The problem:
Of the entries below, return only those lines from the line with "Return the mask of every instance of the decorative" to the line with "--target white bedspread", exactly, both included.

*** Opening Provided records ***

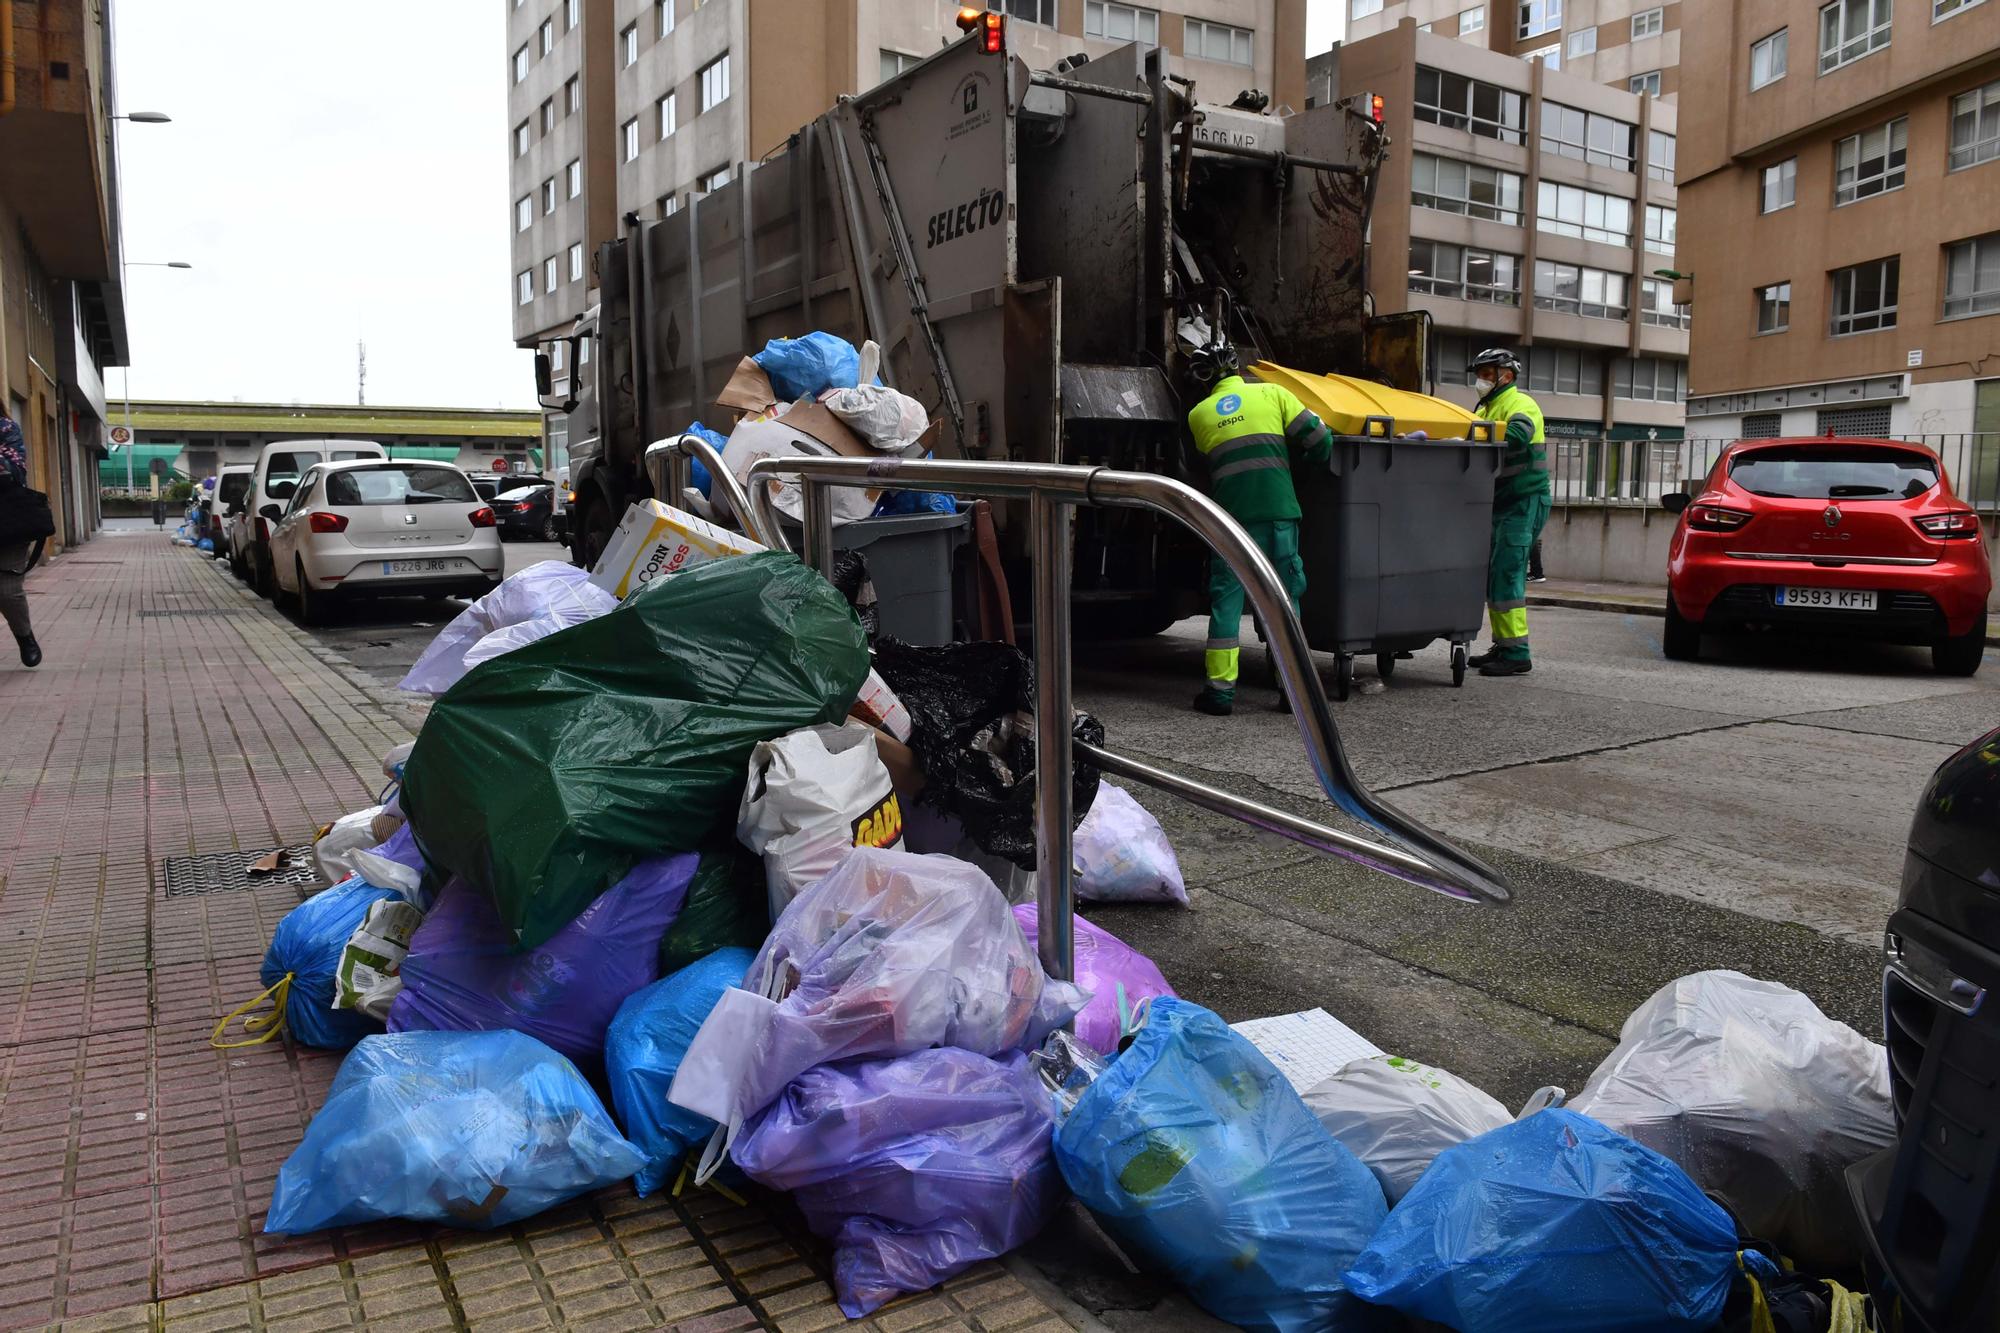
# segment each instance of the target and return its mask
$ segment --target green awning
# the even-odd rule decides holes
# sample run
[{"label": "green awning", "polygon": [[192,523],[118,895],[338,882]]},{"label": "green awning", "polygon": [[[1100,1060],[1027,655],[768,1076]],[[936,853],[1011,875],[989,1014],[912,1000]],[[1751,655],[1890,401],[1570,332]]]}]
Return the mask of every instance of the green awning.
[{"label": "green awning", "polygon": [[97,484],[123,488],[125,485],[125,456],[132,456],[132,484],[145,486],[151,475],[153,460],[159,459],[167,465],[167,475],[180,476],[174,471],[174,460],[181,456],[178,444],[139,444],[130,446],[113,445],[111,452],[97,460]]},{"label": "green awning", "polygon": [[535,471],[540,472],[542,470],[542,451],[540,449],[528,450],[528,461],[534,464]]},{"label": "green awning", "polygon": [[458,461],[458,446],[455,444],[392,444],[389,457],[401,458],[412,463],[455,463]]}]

*** Closing Provided records ***
*** Opening Provided records ***

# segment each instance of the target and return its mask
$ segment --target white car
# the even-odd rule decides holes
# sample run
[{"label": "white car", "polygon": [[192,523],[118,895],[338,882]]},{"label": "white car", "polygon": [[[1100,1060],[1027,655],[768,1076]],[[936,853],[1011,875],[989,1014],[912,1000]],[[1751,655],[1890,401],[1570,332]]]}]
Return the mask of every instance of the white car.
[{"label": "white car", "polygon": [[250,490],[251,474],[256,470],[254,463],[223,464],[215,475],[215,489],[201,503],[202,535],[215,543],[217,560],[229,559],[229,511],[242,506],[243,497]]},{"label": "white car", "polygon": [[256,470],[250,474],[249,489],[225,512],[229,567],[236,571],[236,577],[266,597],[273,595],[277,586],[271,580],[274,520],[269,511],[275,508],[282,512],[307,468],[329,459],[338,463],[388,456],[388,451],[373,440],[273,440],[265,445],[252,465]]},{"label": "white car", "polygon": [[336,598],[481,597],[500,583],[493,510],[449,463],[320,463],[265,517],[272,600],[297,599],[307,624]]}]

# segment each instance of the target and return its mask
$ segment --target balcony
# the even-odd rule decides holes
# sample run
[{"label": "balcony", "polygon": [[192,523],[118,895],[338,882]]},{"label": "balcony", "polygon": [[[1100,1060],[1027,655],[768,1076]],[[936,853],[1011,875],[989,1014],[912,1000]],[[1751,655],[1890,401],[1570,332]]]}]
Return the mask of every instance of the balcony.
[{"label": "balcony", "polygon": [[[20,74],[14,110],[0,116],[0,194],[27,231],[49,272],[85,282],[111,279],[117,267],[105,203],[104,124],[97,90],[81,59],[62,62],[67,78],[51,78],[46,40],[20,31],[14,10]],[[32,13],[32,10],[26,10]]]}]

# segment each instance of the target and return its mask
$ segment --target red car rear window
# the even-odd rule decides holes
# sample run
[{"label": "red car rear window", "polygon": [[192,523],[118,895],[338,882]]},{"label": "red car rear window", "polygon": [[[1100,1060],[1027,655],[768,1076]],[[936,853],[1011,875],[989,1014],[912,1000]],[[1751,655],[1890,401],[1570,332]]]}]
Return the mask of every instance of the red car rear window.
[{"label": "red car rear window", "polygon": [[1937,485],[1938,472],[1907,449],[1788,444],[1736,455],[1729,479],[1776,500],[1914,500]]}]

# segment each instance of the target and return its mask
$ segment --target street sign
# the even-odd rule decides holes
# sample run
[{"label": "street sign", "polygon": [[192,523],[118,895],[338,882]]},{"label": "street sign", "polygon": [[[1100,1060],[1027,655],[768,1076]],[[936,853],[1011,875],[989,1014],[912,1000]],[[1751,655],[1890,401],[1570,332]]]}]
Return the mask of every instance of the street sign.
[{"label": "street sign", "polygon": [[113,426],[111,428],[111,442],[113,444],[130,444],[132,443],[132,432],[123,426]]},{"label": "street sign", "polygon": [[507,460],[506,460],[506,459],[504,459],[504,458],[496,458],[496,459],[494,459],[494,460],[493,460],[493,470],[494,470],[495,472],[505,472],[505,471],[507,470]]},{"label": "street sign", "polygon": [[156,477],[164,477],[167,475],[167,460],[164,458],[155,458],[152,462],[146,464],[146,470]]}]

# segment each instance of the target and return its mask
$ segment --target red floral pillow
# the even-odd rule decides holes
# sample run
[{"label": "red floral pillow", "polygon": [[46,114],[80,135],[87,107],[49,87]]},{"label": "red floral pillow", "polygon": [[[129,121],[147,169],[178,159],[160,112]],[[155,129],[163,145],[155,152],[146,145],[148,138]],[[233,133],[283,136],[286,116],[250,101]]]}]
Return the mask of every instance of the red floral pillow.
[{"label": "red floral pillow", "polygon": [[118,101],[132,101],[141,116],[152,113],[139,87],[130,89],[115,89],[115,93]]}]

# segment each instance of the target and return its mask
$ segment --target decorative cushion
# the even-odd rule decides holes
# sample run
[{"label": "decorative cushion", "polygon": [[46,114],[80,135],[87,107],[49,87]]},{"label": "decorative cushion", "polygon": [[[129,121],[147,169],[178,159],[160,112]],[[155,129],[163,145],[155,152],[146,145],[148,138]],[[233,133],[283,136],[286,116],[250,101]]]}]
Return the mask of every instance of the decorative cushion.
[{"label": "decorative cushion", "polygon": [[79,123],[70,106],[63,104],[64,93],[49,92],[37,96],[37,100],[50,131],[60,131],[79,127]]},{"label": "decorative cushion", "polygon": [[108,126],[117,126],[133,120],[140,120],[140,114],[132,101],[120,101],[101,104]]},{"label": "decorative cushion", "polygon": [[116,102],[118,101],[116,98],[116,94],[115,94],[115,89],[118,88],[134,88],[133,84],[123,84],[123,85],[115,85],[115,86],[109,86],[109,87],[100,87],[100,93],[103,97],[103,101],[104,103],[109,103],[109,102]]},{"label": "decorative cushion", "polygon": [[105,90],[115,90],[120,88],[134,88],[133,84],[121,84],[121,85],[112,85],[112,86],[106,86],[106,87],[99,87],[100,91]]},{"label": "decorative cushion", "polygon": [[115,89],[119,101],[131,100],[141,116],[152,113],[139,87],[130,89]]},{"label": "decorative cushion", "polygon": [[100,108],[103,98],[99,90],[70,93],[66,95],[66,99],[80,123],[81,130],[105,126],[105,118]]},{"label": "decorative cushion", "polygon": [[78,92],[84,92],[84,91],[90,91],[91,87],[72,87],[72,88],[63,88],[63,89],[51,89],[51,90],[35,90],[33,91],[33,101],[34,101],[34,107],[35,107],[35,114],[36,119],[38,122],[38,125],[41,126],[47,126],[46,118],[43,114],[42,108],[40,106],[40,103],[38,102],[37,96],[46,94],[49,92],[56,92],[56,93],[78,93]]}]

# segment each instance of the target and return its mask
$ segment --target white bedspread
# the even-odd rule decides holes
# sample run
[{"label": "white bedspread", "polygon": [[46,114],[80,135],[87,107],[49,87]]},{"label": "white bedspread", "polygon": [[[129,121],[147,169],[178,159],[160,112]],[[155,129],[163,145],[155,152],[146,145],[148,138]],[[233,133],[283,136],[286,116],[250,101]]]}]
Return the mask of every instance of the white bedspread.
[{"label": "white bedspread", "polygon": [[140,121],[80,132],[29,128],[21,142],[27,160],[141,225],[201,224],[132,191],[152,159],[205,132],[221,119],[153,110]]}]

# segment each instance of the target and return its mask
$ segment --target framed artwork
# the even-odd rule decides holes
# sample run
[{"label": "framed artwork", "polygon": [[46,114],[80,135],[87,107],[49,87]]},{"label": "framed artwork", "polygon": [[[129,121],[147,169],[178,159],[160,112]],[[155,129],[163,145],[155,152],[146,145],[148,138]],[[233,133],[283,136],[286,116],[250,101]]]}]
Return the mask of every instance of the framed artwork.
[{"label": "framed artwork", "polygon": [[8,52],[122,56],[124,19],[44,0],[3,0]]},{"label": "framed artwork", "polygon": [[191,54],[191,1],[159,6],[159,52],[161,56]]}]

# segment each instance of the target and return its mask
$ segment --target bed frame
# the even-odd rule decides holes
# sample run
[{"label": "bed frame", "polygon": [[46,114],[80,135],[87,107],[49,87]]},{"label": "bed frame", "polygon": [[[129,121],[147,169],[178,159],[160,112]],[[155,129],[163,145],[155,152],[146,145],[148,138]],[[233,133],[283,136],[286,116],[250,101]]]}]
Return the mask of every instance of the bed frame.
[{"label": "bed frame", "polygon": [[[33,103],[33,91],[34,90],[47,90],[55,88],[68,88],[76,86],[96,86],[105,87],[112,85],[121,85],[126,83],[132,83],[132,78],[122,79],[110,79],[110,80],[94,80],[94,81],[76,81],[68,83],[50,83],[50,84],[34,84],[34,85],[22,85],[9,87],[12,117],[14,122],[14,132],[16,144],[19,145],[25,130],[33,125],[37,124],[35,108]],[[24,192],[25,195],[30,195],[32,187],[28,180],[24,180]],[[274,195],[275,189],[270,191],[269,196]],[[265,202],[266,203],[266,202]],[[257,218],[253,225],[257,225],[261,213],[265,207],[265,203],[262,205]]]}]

*** Closing Provided records ***
*** Opening Provided records ***

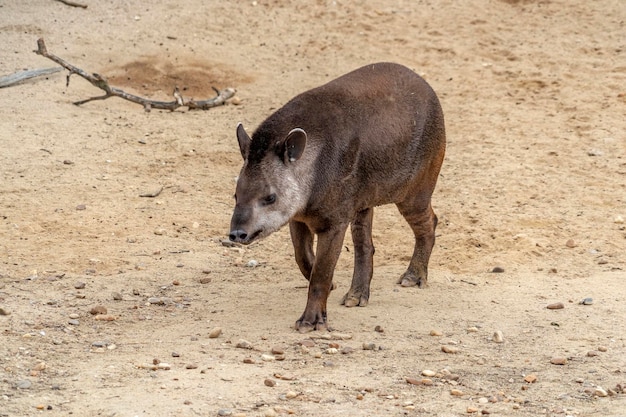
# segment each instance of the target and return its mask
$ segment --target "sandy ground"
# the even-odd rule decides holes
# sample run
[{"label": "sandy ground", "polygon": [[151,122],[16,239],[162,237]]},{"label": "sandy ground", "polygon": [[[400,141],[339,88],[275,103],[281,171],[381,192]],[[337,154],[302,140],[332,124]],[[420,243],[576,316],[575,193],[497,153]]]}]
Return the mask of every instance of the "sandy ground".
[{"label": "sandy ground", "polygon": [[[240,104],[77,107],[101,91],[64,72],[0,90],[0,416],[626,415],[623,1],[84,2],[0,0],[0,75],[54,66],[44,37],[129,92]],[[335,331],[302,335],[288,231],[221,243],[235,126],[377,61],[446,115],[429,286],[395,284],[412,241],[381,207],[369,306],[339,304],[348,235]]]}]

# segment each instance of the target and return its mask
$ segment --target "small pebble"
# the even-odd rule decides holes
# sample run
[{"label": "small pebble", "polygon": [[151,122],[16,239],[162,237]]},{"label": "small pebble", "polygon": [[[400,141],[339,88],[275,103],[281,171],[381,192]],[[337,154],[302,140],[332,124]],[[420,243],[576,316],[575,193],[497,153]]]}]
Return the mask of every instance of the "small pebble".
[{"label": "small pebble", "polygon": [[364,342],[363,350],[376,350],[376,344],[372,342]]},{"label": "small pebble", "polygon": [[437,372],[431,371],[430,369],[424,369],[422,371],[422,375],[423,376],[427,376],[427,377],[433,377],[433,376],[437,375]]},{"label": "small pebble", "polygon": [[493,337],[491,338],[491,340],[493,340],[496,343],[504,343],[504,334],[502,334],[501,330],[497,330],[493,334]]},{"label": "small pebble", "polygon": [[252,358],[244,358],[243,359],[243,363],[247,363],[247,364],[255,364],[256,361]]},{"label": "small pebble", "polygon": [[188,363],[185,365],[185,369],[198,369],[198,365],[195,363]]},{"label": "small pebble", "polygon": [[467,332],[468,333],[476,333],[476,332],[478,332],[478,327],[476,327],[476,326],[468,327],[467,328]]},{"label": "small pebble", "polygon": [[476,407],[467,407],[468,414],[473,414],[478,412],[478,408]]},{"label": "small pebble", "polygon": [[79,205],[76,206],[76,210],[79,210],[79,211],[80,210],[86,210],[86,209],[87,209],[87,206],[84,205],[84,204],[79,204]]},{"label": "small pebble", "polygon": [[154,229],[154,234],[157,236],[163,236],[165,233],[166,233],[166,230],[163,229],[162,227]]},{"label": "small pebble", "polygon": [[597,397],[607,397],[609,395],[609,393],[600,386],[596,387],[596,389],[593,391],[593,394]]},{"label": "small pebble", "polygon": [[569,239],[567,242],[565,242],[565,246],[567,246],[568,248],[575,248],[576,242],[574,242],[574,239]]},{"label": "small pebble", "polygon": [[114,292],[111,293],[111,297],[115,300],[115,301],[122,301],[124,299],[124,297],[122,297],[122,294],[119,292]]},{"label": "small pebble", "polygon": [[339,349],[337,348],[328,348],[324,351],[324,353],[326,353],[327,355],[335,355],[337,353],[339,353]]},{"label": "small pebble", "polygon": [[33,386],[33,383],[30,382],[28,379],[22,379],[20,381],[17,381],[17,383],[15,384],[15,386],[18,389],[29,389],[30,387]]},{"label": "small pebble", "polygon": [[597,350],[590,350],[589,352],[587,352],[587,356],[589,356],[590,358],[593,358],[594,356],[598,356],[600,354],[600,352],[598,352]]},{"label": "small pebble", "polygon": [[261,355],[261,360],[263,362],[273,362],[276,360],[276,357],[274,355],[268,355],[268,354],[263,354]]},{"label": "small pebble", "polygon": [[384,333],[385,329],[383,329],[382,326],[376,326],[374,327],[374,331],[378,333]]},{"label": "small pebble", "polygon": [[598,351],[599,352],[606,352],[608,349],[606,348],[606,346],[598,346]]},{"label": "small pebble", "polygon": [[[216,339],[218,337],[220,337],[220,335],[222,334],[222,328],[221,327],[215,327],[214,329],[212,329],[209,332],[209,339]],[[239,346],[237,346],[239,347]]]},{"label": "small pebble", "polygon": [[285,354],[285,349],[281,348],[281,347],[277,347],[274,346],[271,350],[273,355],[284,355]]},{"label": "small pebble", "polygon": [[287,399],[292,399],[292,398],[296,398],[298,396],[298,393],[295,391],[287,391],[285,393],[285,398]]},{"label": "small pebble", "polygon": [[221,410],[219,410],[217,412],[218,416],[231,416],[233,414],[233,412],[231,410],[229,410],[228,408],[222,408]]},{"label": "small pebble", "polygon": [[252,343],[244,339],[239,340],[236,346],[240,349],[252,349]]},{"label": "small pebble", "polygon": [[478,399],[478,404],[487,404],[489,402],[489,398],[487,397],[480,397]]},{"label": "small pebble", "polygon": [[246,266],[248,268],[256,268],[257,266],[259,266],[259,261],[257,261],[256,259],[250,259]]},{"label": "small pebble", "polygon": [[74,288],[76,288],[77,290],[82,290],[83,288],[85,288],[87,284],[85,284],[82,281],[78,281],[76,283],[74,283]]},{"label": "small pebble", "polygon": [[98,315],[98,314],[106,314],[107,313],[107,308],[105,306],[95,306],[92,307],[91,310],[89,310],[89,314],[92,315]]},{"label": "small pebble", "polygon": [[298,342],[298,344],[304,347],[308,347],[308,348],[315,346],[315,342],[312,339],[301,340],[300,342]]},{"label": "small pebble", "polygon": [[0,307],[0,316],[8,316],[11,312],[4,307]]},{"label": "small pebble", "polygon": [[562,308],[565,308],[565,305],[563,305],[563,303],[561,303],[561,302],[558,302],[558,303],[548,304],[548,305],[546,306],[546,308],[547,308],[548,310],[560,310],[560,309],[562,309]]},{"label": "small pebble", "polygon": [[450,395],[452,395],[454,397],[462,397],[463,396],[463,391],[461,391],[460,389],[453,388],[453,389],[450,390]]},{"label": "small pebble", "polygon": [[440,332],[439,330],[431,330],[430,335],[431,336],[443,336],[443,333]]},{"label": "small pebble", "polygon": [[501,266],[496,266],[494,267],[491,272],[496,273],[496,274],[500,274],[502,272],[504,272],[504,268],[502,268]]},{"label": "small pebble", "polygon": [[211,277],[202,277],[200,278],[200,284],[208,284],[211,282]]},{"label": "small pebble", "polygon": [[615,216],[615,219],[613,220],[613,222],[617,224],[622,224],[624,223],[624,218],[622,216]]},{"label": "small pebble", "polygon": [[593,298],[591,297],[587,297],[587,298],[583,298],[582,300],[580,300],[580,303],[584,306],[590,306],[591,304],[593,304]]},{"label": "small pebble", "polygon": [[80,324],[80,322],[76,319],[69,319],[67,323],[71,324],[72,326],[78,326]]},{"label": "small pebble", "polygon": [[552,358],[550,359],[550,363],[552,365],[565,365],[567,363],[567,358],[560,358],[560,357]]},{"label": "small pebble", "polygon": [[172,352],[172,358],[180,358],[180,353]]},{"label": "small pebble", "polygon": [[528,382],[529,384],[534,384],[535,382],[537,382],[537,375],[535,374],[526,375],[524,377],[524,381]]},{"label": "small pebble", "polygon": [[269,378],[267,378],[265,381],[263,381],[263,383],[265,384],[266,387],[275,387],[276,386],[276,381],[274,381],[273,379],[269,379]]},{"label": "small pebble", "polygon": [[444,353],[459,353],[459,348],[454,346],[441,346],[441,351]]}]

*** Closing Provided records ***

Solution for this task:
Return the mask of every instance of the decorative cushion.
[{"label": "decorative cushion", "polygon": [[79,123],[70,106],[63,104],[64,93],[49,92],[37,96],[37,100],[50,131],[60,131],[79,127]]},{"label": "decorative cushion", "polygon": [[108,126],[117,126],[133,120],[140,120],[140,114],[132,101],[120,101],[101,104]]},{"label": "decorative cushion", "polygon": [[116,102],[118,101],[116,98],[116,94],[115,94],[115,89],[118,88],[134,88],[133,84],[123,84],[123,85],[115,85],[115,86],[109,86],[109,87],[100,87],[100,93],[103,97],[103,101],[104,103],[109,103],[109,102]]},{"label": "decorative cushion", "polygon": [[105,90],[115,90],[120,88],[134,88],[133,84],[121,84],[121,85],[112,85],[112,86],[106,86],[106,87],[99,87],[100,91]]},{"label": "decorative cushion", "polygon": [[115,89],[119,101],[131,100],[141,116],[152,113],[139,87],[130,89]]},{"label": "decorative cushion", "polygon": [[100,108],[103,98],[99,90],[70,93],[66,95],[66,99],[80,123],[81,130],[105,126],[105,118]]},{"label": "decorative cushion", "polygon": [[78,92],[84,92],[84,91],[90,91],[91,87],[72,87],[72,88],[63,88],[63,89],[51,89],[51,90],[35,90],[33,91],[33,101],[34,101],[34,107],[35,107],[35,114],[36,119],[38,122],[38,125],[41,126],[47,126],[46,118],[43,114],[42,108],[40,106],[40,103],[38,102],[37,96],[46,94],[49,92],[56,92],[56,93],[78,93]]}]

# segment each instance of the target and return its mask
$ segment --target white bedspread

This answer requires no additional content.